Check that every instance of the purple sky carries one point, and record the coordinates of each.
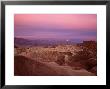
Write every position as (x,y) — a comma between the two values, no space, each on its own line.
(56,26)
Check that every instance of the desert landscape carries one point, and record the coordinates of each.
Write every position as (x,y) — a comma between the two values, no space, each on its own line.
(55,45)
(60,60)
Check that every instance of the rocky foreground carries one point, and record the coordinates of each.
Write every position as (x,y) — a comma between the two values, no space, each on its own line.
(27,67)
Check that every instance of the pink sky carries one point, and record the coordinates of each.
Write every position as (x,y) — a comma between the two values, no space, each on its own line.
(81,26)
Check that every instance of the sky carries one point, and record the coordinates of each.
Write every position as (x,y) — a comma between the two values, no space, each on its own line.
(56,26)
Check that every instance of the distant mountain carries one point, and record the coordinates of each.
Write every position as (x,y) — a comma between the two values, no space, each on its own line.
(42,42)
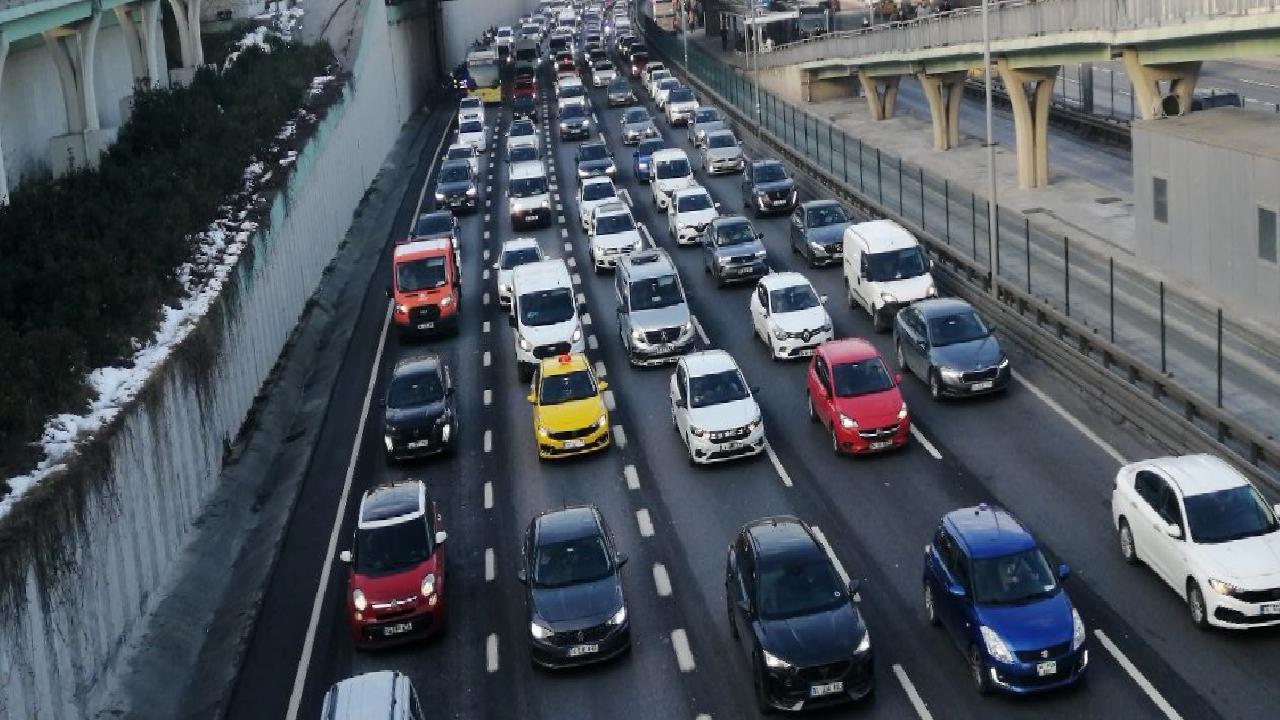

Exercise description:
Copy out all of the material above word for word, leaving out the pictures.

Task response:
Check that every instance of the purple sky carries one point, and record the coordinates of each.
Write every position as (x,y) — a comma between the two values, no space, each on its own line.
(56,26)
Check that every instance of the desert landscape carries one point, and record the coordinates of each.
Write every position as (x,y) — a comma between the two values, no space, each on its own line.
(55,45)
(60,60)
Check that every instance of the rocky foreground carries one point, and record the coordinates of each.
Write every position as (x,y) — a comma between the two values, no space, each on its own line.
(27,67)
Check that every instance of the pink sky carries one point, and record the coordinates of each.
Write every position as (x,y) — a comma between the two values, no space, each on its own line.
(81,26)
Check that every instance of the sky carries one point, and record the coordinates of each.
Write every position as (x,y) — a comma between the two values, no space, each on its own line.
(56,26)
Check that every instance of the distant mountain carries one point, and record the coordinates of each.
Write every position as (x,y) — a comma between the two values, no space, each on its own line.
(42,42)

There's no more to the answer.